Copy out, word for word, the part of the material that opens with the line containing "Where can you find the flagpole?" and runs to the end of the material, including both ends.
── DATA EXCERPTS ──
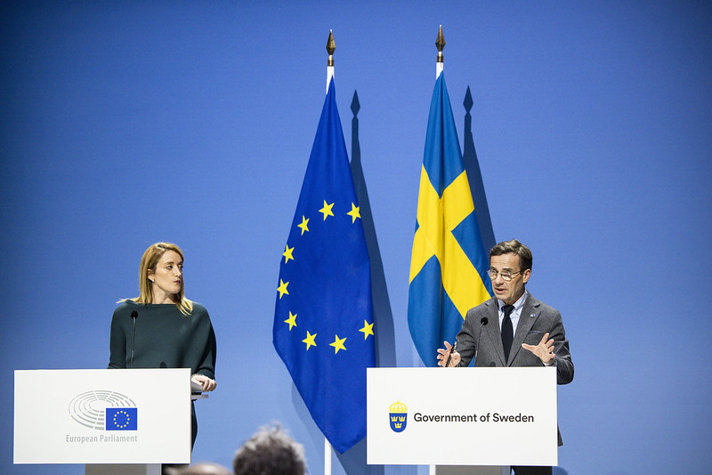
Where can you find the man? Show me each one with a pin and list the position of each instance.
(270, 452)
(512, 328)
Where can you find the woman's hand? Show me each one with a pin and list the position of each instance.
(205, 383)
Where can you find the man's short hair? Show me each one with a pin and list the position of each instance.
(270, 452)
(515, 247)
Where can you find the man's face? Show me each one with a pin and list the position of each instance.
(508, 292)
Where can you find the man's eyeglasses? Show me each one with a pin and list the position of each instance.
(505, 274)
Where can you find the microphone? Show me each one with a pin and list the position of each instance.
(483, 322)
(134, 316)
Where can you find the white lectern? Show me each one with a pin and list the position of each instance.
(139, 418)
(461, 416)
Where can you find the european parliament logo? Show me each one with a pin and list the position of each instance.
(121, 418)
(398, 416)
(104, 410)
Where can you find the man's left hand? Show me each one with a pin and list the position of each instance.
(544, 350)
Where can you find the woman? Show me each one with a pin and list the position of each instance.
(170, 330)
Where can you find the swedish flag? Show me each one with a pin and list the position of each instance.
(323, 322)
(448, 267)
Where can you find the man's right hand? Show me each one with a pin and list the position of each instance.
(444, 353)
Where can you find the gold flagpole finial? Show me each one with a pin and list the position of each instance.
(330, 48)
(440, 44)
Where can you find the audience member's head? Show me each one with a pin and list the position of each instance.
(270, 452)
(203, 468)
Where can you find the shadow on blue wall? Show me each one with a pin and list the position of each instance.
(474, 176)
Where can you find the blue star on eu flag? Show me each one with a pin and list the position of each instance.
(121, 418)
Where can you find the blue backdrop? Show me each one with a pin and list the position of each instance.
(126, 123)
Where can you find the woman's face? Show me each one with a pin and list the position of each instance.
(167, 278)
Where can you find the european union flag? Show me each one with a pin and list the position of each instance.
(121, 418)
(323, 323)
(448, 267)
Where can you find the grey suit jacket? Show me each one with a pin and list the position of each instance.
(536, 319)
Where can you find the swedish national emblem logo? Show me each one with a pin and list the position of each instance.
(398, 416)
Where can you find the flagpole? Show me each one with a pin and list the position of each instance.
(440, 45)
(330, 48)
───
RESULT OF THIS TASK —
Where can you find the flagpole? Show me each one with a pin and list the position of each instance.
(440, 45)
(330, 48)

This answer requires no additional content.